TO DO:
All the lines below need to be output exactly, apart from any images.

Segmentation mask data:
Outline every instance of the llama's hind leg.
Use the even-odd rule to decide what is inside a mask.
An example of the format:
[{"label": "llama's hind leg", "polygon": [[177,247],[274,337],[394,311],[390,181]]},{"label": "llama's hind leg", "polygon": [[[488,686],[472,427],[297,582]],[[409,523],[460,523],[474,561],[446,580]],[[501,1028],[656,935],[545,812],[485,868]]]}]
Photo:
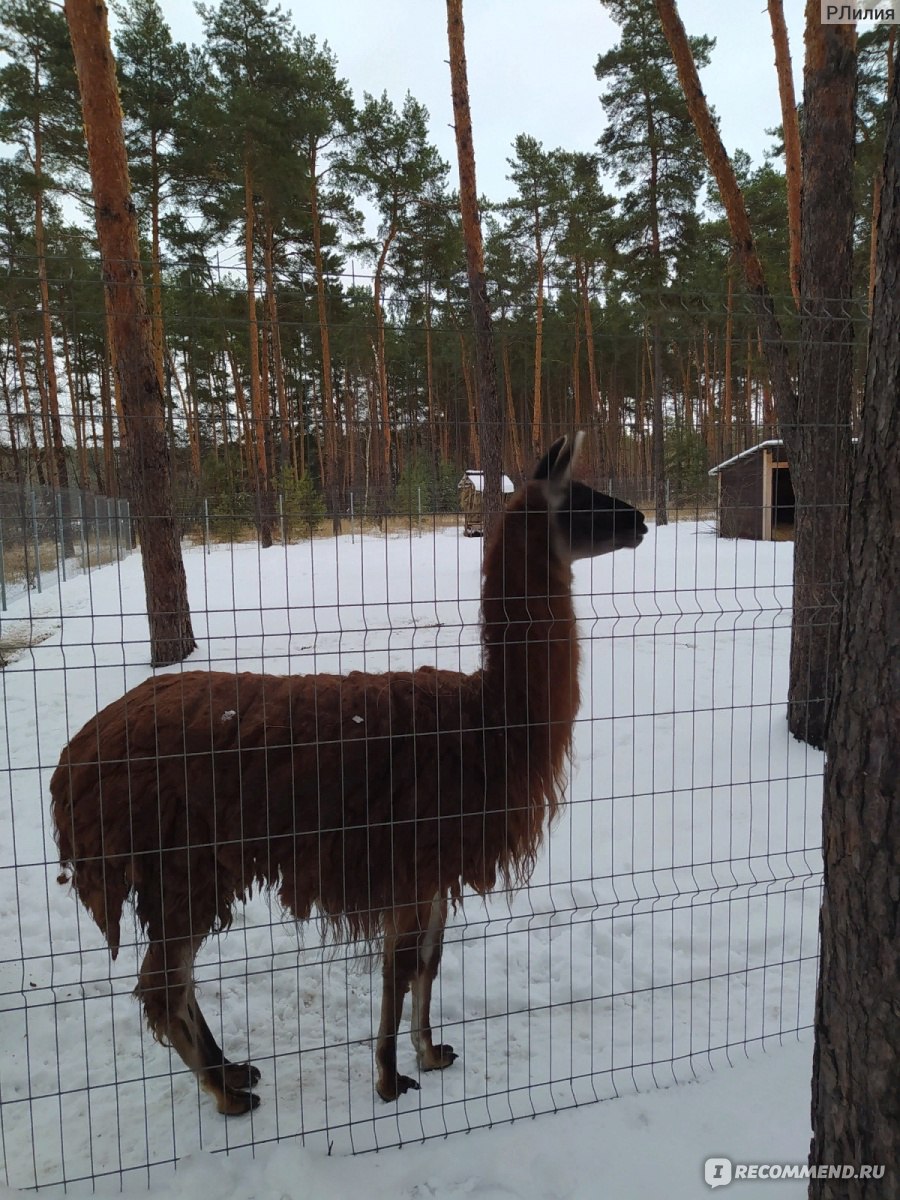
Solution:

ANSWER FOR THIS EXERCISE:
Outline every instance of the llama's hind leg.
Use the even-odd rule to decide what is inside a mask.
An example of the format:
[{"label": "llama's hind leg", "polygon": [[177,247],[274,337],[394,311],[390,181]]},{"label": "llama's hind leg", "polygon": [[[488,686],[472,427],[297,582]],[[409,523],[460,523],[474,561],[446,580]],[[501,1028],[656,935],[545,812],[485,868]]]}]
Photo:
Solution:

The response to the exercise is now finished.